• Document extract:
━━━
Another volume takes its place on the library shelves alongside the many others on the historical Jesus. The problem is essentially twofold: how to know Jesus as he really was, and how to resolve the tension between the historical Jesus and the Christ of faith. The author defines the Jesus of history to be “Jesus as he would have been described by a secular historian had such a person been present in first-century Palestine.” The Christ of faith is “that same historical figure as described or defined by the professional or popular theology of the church.”
Since so much has been written in our day on this subject, the prospective reader may well ask what there is about this book that justifies its publication. Two things may be said here. It is valuable for its clear and condensed presentation of the modern debate and will be a useful handbook for those who want to grasp the essentials without having to make their way through a mass of detail. This feature alone would warrant its publication. The other aspect is the perspective given the reader for assessing the quest. Instead of starting with modern times and the growth of the critical spirit, the author covers the whole subject from the days of the early Church to our own time, as the title of the book suggests.
He begins by distinguishing history, kerygma, and record. To the first belongs the Christ-event, to the second the proclamation of the Church’s convictions about Christ, and to the third the report of the Church concerning Jesus’ life and ministry, whether in the form of oral tradition or of documents. It is difficult to establish the facts of the history because of variability in the records; even if a neutral observer had been on hand to tabulate everything that happened, he would not have been able to arrive at the kerygma. In the records we possess (the Gospels), no sharp line is drawn between the history and the kerygma. The two are woven together.
The early Church narrowed the quest by its acceptance of the Four Gospels. Modern research affirms the wisdom of this limitation, as little has been gained by a study of other sources. Attempts to resolve difficulties in the Gospels by leaders of the ancient Church, including Augustine, were handicapped by the notion that the Evangelists were independent witnesses to what they record. Views of literary dependence had not yet been worked out. But at least the early Church made a start by working at the problem of gospel harmony.
━━━
• Your objective: In the book review above, which three things does the author distinguish at the outset?

• Study material:
━━━
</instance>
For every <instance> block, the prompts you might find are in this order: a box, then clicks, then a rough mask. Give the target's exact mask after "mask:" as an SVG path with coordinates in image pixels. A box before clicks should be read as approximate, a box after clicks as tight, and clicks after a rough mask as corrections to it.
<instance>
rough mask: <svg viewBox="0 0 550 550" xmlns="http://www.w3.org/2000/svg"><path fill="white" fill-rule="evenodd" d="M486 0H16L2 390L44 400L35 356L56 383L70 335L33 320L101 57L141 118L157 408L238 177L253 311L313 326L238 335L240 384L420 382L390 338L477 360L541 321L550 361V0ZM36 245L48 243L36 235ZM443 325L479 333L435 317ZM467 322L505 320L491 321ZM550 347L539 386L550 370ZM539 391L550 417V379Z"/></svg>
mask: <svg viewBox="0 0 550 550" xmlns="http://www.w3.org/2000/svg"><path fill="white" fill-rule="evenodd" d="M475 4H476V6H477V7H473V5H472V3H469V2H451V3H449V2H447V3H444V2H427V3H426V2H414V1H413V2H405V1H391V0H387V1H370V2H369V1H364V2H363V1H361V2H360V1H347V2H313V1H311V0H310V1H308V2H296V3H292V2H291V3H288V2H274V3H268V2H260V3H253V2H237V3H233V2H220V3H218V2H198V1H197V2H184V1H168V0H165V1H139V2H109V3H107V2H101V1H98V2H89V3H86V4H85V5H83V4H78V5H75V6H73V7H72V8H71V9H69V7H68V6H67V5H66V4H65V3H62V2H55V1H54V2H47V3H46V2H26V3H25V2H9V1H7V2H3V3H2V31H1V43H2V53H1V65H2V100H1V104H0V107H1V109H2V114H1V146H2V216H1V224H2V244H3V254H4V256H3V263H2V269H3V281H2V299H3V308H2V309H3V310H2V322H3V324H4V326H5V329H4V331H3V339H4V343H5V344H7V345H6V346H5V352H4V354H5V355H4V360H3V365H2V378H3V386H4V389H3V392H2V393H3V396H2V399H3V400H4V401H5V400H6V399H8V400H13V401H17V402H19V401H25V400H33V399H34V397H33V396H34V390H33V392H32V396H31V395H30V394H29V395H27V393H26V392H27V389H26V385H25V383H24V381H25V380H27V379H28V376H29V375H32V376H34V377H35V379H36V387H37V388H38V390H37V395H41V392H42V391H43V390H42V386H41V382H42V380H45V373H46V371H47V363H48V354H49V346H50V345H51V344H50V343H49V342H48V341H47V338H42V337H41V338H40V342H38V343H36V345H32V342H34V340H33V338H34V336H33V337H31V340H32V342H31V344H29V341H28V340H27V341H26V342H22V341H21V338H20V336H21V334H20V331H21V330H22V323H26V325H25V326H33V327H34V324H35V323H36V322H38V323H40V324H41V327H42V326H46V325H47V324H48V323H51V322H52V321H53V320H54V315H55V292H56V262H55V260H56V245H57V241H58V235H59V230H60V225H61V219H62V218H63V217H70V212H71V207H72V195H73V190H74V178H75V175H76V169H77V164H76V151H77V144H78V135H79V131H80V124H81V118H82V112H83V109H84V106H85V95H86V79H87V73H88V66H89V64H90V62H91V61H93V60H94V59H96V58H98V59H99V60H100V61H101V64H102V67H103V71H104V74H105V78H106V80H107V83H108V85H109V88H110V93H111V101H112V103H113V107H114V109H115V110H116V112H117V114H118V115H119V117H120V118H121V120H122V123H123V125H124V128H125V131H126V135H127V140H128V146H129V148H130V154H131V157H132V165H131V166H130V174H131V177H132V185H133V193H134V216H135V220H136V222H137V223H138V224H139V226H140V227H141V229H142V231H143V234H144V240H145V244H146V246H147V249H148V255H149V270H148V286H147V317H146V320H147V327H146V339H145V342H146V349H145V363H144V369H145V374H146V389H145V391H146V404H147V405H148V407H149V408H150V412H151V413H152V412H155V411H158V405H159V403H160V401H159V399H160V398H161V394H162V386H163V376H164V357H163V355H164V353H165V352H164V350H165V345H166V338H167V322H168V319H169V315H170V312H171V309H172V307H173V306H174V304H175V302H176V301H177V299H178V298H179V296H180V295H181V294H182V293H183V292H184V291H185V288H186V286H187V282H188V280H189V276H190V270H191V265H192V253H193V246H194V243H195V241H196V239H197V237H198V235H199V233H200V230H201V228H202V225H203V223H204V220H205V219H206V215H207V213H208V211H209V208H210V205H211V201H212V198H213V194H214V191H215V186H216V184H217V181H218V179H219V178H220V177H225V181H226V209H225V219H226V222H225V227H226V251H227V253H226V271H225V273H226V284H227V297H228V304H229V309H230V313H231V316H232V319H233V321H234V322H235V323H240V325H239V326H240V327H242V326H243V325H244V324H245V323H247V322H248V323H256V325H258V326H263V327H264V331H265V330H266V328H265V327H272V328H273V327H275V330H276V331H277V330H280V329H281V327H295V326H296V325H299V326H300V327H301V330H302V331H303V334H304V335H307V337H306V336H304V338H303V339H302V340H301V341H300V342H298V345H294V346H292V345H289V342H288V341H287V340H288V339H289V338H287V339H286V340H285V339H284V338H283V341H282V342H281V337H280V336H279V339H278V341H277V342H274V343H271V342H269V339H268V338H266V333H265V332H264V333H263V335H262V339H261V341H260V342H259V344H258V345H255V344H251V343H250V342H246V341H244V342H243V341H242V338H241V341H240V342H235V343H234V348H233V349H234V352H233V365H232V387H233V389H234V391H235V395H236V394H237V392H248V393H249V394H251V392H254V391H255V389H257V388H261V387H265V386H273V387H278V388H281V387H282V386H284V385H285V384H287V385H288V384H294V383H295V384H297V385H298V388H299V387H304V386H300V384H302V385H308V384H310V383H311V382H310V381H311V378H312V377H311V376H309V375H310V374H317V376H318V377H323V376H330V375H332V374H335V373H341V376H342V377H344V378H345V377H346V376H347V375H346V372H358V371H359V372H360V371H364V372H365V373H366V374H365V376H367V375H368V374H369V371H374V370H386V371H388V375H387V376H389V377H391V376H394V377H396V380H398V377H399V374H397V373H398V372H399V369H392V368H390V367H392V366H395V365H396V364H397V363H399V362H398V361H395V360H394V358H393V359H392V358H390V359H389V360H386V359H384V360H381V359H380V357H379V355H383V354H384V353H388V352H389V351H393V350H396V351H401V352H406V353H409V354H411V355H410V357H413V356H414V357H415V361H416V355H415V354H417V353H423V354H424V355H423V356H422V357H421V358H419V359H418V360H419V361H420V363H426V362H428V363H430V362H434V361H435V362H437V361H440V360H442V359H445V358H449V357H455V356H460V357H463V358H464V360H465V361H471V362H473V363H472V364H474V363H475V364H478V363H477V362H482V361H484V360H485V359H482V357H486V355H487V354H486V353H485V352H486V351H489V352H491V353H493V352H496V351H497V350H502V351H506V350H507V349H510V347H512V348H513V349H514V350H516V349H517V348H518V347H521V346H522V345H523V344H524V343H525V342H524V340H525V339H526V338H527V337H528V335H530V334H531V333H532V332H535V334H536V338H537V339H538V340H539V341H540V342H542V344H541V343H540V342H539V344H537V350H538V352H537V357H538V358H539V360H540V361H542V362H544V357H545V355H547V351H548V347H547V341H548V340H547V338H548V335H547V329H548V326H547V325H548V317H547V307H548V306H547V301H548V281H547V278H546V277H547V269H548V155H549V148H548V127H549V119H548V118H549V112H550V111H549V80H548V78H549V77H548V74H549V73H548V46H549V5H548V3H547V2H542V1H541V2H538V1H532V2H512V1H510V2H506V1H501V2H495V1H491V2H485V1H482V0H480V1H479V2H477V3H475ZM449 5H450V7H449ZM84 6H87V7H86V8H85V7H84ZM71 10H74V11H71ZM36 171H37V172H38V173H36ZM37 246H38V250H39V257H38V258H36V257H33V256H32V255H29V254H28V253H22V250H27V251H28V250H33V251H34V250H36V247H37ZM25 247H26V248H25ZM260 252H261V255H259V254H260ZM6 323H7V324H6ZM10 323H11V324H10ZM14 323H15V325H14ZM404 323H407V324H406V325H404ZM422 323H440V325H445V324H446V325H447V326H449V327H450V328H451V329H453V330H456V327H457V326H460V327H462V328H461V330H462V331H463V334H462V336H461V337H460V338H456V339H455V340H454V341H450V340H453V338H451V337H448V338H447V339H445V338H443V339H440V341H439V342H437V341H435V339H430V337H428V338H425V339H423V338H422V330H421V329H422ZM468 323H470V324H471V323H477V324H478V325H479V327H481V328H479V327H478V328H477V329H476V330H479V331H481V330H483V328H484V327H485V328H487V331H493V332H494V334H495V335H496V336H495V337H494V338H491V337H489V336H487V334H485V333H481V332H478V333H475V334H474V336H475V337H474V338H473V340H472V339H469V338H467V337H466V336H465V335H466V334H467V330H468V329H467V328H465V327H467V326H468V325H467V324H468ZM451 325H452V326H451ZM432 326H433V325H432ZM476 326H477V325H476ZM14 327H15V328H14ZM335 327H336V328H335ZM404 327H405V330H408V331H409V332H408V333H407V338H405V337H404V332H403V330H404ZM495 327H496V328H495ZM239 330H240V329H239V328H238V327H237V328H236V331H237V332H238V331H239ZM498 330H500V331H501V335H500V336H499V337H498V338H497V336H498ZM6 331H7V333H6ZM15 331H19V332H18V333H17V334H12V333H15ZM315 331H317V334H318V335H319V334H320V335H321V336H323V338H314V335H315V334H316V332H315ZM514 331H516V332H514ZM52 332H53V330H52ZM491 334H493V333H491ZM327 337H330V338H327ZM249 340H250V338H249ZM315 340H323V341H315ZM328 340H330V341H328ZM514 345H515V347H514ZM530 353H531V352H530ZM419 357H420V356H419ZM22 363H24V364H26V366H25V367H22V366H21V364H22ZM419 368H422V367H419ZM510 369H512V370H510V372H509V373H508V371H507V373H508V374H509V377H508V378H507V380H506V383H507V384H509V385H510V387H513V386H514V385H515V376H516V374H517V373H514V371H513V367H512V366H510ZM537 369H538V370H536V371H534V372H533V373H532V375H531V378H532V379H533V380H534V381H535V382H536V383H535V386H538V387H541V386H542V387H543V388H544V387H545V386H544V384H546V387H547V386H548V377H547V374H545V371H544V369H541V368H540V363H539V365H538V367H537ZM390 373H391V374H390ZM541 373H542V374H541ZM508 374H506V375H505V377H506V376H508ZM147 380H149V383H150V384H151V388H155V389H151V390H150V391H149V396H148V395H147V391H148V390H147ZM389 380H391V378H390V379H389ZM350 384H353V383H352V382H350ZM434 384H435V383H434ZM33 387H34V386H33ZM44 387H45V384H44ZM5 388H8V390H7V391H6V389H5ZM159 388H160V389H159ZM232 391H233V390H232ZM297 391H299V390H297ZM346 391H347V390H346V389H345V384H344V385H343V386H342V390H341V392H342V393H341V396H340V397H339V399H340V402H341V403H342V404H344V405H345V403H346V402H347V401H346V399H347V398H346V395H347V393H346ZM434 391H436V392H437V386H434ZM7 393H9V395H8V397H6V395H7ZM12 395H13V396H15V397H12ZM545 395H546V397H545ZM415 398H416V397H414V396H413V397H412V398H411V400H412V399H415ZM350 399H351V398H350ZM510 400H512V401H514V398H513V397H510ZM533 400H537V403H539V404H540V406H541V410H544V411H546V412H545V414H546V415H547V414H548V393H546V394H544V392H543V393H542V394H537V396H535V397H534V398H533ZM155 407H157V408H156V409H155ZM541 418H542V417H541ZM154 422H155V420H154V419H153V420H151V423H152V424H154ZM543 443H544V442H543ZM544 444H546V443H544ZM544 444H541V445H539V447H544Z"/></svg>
━━━
• Answer for the task: History, kerygma, and record.